::: Document :::
Il y a longtemps que je voulais réaliser un cabinet sur piètement, et j'avais besoin d'un meuble de démonstration à présenter sur mes divers marchés, salons et autres expositions.
L'objectif était donc de faire un petit condensé de techniques afin d'illustrer le champ des possibles à d'éventuels futurs clients.
N.B : Je précise que j'ai pris relativement peu de photos, mais que j'ai réalisé des vidéos courtes sur Instagram / Facebook, afin de montrer un peu chaque étape. Vous les retrouverez sur mon compte si vous avez du temps à perdre (il y en a 38...), et si Meta ne les a pas supprimé pour de sombres histoires de droits d'auteur musicaux...
Bref, comme il y a pas mal de choses, je vous divise ça en plusieurs parties.
Le piètement
Je voulais quelque chose d'élancé et ouvert, pour laisser passer la lumière. Quelque chose de sobre aussi, d'épuré. C'est l'idée que je me fais du mobilier "japonais", même si je sais bien qu'il est bien plus varié et complexe que cela.
J'ai donc choisi une structure de 4 montants reliés par des traverses sur divers niveaux.
Dans la profondeur, deux traverses hautes et deux traverses basses. Celles du bas sont reliées par deux autres traverses légèrement courbées, seules courbes du meuble d'ailleurs, qui supportent une petite tablette.
Latéralement, outre ces traverses courbes en bas, il y a deux traverses en haut, superposées et reliées. Elles dépassent de chaque côté et sont taillées dans leur partie haute pour recevoir le bâti du meuble.
L'ensemble est une évocation des Torii japonais, ces passages spirituels aux entrées des temples, dont on a vu de fort beaux exemples sur l'ADB. Ici, c'est la lumière que je voulais laisser passer.
Niveau assemblages, il y a du tenon-mortaise avec épaulements, du mi-bois, et des entailles (traverses du bas). Les mortaises ont été réalisées majoritairement à la mortaiseuse à bédane carré, finies au ciseau : j'ai utilisé du châtaignier pour le piètement, il valait mieux y aller en douceur...
Le bâti du meuble
Il s'agit d'un simple rectangle en chêne massif, et fond en CP 5mm inséré dans une rainure.
::: Ensemble d'entrées :::
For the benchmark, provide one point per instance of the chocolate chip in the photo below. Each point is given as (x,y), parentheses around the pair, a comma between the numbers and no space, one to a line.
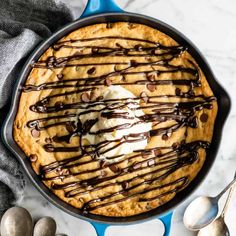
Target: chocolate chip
(177,91)
(148,59)
(91,70)
(125,193)
(145,155)
(60,76)
(100,98)
(175,145)
(59,105)
(95,50)
(48,140)
(35,133)
(144,97)
(151,162)
(103,173)
(151,77)
(85,97)
(208,106)
(133,63)
(81,200)
(123,78)
(71,126)
(165,137)
(114,168)
(33,157)
(108,82)
(137,166)
(58,169)
(148,207)
(125,185)
(103,164)
(151,87)
(131,25)
(138,47)
(204,117)
(193,122)
(157,152)
(64,172)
:::
→ **Consigne écrite 1**
Recopiez toutes les entrées, consignes comprises, en décalant de -44 chaque coordonnée x et y des points donnés en réponse, sans modifier les consignes ni leurs modèles de format. N'incluez pas les images.
→ **Consigne écrite 2**
Rédigez la suite du document sur la fabrication du cabinet sur piètement, à partir de sa dernière phrase.
Le document et les entrées n'ont aucun rapport entre eux.

→ **Résultat final 1**
For the benchmark, provide one point per instance of the chocolate chip in the photo below. Each point is given as (x,y), parentheses around the pair, a comma between the numbers and no space, one to a line.
Target: chocolate chip
(133,47)
(104,15)
(47,26)
(81,149)
(101,111)
(16,32)
(56,54)
(131,101)
(15,61)
(51,6)
(4,96)
(-9,89)
(100,53)
(107,118)
(59,129)
(107,33)
(41,53)
(164,62)
(89,19)
(37,156)
(79,34)
(27,82)
(121,93)
(70,124)
(-11,113)
(64,38)
(93,122)
(14,125)
(104,163)
(81,141)
(59,120)
(107,43)
(87,-19)
(94,3)
(160,73)
(149,78)
(113,108)
(20,128)

→ **Résultat final 2**
Peu de photos ici, je vous renvoie aux vidéos mais vais tenter d'expliquer clairement, et les images du meuble fini illustreront, je l'espère, mes propos.
Chaque côté et dessus/dessous est réalisé à partir de 3 largeurs de chêne corroyées et collées à plat joint. J'ai ensuite réalisé des queues d'aronde à la main. La particularité est qu'il s'agit de queues d'aronde dépassantes, c'est à dire plus longues que l'épaisseur du bois. Ce qui signifie qu'elles ne peuvent pas être poncées/raclées/rabotées après assemblage pour rattraper un décalage (que celui qui ne l'a jamais fait me jette le premier rabot). En revanche, elles apportent du relief au bâti. C'est un choix esthétique assez contraignant, mais c'est sympa à faire.
Elles sont aussi de largeurs inégales, mais symétriques par rapport au milieu de chaque panneau (voir sur la photo ci-après).
Le bâti est collé à la colle d'os, pour apporter un peu de rigidité à l'ensemble, car il ne restera pas vide et je préférais éviter qu'il finisse en parallélogramme...
Ah, et le fond a été découpé à la laser selon le kanji "bois" ou "arbre", toujours dans le but de laisser passer la lumière à travers le meuble.
Les portes
Là, je me suis dis qu'un peu de kumiko, ça rajouterait du challenge ET de la transparence : je ne voulais pas de vitres, mais des panneaux ajourés pour laisser apercevoir l'intérieur du bâti. Et puis les kumikos, c'est quand assez typique du pays du soleil levant, non ?
Je me suis inspiré du travail (remarquable) de Séverine sur sa "lampe shoji". Et le moins qu'on puisse dire, c'est que je respecte infiniment la qualité de son travail, pour en avoir bavé sur cette étape (la gymnastique sur les emplacements des entailles m'a récuré les synapses) !
J'avais déjà réalisé des kumiko asanoha, mais il je voulais quelque chose de rectangulaire, et un motif à angles droit par soucis de cohérence avec le reste du meuble, le piètement notamment.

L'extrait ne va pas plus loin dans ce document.